#### Problem to solve
Restate all of the data exactly.

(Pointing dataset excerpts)
□ □ □ □
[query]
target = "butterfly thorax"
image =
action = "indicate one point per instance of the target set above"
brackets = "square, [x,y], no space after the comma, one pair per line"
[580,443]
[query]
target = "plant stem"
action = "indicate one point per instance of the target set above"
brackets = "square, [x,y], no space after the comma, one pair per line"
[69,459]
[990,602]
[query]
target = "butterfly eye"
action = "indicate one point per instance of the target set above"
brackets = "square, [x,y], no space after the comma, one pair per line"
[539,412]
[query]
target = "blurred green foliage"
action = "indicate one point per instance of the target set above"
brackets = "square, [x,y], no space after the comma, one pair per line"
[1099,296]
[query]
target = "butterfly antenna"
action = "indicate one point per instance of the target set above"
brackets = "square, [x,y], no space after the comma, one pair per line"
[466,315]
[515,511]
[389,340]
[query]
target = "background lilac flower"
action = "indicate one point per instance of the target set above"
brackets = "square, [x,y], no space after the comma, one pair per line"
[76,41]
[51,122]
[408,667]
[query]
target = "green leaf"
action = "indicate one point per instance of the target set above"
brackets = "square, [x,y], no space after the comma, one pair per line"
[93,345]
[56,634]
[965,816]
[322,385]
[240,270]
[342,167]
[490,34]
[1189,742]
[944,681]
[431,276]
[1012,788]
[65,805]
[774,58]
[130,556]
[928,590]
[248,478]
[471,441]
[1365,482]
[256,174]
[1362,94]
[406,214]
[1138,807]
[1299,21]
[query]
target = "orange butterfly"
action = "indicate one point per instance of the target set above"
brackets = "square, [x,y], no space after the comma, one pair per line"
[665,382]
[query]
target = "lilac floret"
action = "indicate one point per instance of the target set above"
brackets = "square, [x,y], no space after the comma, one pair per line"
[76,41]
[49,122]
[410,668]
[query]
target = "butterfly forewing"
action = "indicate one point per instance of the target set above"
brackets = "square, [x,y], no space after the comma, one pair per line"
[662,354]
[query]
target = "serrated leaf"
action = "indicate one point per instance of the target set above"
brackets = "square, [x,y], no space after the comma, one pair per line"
□ □ □ □
#### Task answer
[query]
target = "butterfly thorax"
image =
action = "indicate one point per instance of the target set above"
brackets = "square, [x,y], no space after the comma, one pair per line"
[580,443]
[query]
target = "plant stem"
action = "indicate one point per instance of the target set above"
brackets = "square, [x,y], no space after the comma, one pair per line"
[69,459]
[990,602]
[query]
target = "butterfly eye"
action = "indicate one point per instance of the target set above"
brackets = "square, [x,y], no space after the comma, one pair per line"
[539,412]
[query]
target = "blurred green foliage"
action = "indicate one point per instance of the target set above"
brackets = "square, [x,y], no space after the comma, one pair per line"
[1099,296]
[query]
target = "butterfly antenna"
action = "indicate one point per instance of the target set above"
brackets = "square, [x,y], no space after the comma, one pair per line"
[466,315]
[515,511]
[389,340]
[query]
target = "background lilac flower"
action = "indicate one point per instance of the target set above"
brackets = "square, [x,y], no space after the comma, one pair per line"
[76,41]
[51,122]
[408,667]
[query]
target = "green leaf"
action = "indicate one point per instance of the target set above"
brackets = "square, [x,y], no space after the comma, one pair per line"
[93,345]
[56,634]
[965,816]
[322,385]
[240,270]
[342,167]
[490,34]
[1189,742]
[944,681]
[431,276]
[1012,788]
[65,805]
[774,58]
[130,556]
[928,590]
[248,478]
[471,441]
[1365,482]
[256,174]
[1362,94]
[406,214]
[1138,807]
[1299,21]
[query]
target = "orange butterfly"
action = "indicate one point per instance of the target set above"
brackets = "square, [x,y], no space after the comma, one pair per line"
[665,382]
[query]
target = "lilac floret"
action = "indicate one point per instance of the target set above"
brackets = "square, [x,y], no space after the comma, one pair per line"
[76,41]
[49,122]
[410,668]
[query]
target = "butterfly forewing"
action = "indicate one point per instance of the target set above"
brackets = "square, [x,y], no space after the comma, one pair per line"
[662,354]
[query]
target = "serrated leaf"
action = "indicate one point per instance of the target set above"
brackets = "square, [x,y], no space after the comma, one pair per line"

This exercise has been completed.